Collected data:
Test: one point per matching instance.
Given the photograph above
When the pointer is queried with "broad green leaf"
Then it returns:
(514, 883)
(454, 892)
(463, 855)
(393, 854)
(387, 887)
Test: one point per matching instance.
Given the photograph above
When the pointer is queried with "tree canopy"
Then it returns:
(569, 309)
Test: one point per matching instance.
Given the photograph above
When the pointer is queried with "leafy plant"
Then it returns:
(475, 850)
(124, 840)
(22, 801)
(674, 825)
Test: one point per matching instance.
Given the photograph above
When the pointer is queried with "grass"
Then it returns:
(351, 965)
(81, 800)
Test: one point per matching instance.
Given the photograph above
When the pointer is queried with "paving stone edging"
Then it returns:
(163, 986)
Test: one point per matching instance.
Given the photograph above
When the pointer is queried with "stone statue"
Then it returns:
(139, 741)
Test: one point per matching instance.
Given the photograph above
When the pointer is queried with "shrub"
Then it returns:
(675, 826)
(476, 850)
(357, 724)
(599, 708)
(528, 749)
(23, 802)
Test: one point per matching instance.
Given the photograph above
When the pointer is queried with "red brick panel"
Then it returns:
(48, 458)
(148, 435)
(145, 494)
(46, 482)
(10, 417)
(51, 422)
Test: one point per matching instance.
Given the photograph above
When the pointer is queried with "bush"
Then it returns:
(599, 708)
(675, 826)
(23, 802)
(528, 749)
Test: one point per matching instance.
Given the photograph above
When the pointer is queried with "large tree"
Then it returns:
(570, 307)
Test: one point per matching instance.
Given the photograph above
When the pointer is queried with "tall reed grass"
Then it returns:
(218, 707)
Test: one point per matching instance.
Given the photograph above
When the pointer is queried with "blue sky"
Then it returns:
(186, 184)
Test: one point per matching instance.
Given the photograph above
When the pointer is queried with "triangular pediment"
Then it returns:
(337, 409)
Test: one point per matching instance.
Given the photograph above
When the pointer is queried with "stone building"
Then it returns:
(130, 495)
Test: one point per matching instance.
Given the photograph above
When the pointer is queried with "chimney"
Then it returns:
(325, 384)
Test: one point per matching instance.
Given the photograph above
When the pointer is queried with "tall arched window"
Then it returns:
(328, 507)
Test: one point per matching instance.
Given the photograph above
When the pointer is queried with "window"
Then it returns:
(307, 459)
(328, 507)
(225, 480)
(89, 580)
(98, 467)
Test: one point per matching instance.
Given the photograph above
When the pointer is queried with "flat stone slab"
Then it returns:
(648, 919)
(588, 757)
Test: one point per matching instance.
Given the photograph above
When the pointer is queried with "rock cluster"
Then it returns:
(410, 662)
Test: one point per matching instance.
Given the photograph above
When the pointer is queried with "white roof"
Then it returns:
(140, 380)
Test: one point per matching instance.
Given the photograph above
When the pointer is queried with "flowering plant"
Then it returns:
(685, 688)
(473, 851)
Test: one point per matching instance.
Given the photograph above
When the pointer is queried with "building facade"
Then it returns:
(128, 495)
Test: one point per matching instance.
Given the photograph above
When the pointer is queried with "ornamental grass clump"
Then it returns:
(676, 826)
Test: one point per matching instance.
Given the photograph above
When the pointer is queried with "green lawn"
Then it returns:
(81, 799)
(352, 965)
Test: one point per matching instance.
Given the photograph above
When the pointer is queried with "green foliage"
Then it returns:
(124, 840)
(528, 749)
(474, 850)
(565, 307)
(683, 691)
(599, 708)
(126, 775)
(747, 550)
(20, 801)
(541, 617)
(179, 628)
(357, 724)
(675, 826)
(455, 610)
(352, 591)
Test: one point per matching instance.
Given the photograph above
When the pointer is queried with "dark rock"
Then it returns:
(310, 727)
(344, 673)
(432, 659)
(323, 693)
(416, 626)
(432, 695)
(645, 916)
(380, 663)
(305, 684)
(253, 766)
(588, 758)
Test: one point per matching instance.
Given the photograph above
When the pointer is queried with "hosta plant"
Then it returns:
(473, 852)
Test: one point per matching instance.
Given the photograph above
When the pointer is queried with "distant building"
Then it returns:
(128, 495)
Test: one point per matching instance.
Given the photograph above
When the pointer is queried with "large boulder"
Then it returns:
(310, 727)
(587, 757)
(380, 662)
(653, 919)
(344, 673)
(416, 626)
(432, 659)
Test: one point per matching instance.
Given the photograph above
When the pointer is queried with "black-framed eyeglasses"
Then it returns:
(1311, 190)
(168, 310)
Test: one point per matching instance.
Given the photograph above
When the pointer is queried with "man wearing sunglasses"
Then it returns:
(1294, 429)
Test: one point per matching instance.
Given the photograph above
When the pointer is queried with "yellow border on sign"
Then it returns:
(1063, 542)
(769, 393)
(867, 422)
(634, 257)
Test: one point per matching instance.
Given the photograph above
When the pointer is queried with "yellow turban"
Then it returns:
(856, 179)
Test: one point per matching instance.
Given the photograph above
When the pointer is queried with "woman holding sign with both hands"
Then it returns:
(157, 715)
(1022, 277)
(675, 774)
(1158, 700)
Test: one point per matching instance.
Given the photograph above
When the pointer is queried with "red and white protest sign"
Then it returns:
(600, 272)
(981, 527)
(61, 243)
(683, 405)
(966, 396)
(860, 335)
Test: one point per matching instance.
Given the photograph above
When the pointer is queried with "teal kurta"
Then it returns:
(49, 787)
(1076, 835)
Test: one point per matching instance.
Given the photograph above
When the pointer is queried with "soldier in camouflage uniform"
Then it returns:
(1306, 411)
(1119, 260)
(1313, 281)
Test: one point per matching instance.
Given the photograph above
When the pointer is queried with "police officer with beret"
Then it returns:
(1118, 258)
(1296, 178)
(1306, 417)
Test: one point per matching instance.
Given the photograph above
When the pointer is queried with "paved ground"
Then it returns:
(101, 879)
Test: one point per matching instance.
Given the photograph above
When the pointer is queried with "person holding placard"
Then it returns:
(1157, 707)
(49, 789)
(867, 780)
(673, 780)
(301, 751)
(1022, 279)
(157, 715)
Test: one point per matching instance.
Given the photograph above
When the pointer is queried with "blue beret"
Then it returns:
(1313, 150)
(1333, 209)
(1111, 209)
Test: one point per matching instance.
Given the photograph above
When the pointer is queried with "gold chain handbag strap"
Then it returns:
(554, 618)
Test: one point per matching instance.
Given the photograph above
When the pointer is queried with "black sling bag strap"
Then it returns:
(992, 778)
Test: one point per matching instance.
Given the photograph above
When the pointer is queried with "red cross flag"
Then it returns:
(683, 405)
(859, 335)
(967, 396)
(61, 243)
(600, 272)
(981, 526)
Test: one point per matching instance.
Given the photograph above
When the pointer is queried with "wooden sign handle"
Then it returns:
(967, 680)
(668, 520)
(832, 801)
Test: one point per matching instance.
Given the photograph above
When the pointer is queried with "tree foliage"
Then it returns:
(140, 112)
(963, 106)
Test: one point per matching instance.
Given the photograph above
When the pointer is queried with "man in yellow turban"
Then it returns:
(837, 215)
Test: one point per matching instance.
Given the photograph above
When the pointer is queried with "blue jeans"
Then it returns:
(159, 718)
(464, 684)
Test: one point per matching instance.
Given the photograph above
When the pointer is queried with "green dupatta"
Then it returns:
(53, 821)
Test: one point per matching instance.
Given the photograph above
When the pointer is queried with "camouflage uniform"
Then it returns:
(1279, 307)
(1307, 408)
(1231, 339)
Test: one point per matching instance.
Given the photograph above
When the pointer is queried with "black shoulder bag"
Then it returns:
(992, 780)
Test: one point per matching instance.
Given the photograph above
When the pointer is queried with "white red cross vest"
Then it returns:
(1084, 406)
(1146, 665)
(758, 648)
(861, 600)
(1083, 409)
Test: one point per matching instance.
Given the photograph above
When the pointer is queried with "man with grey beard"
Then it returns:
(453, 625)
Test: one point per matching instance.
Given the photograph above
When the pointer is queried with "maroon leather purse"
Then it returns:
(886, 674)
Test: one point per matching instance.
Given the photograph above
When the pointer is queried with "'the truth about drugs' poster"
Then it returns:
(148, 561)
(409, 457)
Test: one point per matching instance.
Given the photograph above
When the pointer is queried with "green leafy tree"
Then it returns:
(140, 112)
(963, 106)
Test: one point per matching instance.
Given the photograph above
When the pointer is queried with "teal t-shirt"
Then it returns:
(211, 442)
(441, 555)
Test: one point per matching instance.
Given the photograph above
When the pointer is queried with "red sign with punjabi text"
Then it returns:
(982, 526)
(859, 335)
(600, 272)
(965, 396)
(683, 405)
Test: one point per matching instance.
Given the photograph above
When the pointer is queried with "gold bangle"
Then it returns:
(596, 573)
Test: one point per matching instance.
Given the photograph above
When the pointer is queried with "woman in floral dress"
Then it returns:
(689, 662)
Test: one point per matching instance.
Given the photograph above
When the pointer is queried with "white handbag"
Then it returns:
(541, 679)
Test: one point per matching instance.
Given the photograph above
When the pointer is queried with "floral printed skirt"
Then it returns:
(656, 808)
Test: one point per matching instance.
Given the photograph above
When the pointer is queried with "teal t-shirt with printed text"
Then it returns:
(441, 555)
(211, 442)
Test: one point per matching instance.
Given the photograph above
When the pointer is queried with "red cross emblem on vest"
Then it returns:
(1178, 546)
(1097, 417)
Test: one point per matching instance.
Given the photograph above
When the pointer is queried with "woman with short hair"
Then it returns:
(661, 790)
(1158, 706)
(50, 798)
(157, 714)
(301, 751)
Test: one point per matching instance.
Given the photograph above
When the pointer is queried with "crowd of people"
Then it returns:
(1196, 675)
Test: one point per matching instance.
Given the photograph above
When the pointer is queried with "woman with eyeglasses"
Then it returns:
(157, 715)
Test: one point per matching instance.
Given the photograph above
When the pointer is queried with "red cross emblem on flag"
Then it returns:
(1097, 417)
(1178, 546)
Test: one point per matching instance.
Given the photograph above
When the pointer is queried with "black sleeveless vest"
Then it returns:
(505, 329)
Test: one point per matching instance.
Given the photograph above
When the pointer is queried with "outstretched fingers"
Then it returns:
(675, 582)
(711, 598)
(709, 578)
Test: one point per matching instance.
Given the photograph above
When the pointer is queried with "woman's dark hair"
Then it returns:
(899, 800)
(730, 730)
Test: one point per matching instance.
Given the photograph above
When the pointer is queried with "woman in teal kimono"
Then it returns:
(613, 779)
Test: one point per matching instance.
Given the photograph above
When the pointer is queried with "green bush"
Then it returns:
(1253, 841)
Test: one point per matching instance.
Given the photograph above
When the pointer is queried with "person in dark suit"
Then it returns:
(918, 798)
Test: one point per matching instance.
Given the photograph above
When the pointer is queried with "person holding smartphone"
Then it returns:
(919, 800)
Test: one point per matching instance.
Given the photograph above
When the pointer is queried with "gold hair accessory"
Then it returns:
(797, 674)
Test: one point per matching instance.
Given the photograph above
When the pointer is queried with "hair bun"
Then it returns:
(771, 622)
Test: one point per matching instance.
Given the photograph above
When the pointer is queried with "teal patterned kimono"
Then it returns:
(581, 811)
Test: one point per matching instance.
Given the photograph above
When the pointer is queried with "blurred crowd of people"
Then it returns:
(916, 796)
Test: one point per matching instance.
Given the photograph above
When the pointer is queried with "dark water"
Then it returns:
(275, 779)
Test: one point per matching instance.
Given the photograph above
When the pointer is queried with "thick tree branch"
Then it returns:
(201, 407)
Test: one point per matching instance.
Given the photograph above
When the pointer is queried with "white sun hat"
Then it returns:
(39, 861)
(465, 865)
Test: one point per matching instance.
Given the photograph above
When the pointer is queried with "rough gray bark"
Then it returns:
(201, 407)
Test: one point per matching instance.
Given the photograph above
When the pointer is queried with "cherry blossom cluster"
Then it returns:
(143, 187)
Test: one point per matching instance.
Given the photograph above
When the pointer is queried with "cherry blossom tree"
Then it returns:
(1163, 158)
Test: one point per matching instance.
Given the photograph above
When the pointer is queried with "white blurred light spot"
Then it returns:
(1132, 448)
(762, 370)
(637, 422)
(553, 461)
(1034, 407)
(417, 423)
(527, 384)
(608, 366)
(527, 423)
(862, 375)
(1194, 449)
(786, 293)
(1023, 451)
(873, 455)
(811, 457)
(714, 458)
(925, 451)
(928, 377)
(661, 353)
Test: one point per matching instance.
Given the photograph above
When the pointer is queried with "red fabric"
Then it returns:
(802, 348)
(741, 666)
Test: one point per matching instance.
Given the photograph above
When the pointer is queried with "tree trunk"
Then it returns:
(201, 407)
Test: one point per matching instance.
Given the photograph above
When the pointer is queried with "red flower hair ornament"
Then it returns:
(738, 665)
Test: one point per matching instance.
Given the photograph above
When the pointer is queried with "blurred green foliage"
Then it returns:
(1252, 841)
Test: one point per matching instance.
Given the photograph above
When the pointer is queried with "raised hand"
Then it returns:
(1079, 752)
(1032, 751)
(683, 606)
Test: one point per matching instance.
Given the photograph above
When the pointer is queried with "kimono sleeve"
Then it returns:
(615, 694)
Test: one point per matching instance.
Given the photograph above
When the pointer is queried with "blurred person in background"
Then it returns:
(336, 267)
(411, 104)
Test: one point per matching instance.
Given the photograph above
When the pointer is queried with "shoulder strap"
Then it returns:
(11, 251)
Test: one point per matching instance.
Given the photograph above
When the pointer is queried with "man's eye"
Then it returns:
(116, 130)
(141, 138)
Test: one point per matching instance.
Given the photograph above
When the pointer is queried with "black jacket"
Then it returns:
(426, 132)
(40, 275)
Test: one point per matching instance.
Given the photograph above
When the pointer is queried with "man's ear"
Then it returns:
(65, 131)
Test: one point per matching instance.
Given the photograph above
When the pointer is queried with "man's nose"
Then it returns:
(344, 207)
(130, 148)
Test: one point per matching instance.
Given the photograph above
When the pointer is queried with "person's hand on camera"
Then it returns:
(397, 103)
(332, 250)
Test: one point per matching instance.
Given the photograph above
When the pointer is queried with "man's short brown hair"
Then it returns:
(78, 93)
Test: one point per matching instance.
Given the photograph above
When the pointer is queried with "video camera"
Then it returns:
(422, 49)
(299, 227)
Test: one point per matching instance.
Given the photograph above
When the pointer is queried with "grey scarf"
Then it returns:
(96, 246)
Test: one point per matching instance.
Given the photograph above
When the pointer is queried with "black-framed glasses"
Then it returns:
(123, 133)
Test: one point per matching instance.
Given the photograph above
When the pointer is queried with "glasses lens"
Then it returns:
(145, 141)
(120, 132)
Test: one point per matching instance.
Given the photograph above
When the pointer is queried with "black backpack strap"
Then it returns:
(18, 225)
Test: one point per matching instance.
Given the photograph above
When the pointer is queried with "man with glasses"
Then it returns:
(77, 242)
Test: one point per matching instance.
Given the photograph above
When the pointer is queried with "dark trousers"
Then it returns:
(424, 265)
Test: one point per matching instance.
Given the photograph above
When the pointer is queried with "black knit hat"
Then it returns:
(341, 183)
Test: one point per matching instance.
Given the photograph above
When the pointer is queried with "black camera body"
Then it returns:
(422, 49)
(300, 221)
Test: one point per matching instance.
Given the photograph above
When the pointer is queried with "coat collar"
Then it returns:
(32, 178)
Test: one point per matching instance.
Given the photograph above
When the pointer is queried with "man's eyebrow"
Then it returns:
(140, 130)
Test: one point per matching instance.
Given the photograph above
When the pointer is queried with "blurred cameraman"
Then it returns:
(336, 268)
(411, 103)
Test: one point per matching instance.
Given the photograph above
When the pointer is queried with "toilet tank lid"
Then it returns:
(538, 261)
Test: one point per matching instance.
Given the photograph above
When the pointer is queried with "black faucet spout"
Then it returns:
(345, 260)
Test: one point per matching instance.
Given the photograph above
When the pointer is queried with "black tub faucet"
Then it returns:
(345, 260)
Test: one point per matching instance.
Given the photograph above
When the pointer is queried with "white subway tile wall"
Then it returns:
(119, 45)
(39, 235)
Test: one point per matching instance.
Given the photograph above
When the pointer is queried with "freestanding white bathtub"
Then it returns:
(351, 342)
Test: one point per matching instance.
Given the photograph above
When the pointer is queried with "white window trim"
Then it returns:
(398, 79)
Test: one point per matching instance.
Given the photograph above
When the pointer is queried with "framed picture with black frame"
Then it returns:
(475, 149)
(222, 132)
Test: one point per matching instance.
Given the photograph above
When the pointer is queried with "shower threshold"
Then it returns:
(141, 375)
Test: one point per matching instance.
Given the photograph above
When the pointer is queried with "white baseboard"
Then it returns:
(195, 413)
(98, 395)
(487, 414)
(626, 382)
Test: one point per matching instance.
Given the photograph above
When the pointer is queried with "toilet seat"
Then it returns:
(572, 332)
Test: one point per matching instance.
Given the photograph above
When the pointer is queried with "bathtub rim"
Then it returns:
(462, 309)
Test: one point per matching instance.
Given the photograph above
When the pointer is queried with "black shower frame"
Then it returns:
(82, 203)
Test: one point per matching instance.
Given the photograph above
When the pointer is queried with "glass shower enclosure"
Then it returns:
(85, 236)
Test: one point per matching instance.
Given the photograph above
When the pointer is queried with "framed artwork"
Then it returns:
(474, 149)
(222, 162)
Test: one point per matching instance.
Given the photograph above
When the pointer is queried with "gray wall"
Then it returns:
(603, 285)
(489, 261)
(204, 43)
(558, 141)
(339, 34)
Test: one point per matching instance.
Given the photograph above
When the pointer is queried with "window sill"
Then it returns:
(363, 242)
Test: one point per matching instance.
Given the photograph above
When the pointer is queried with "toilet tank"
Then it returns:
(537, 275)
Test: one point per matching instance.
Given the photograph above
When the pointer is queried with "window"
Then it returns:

**What you are asked to do**
Please gather every line from the listing above that contains the word "building", with uppercase and lowercase treated as different.

**Solution**
When the pointer is queried with "stone building"
When the pointer is queried with "building facade"
When the pointer is queried with "distant building"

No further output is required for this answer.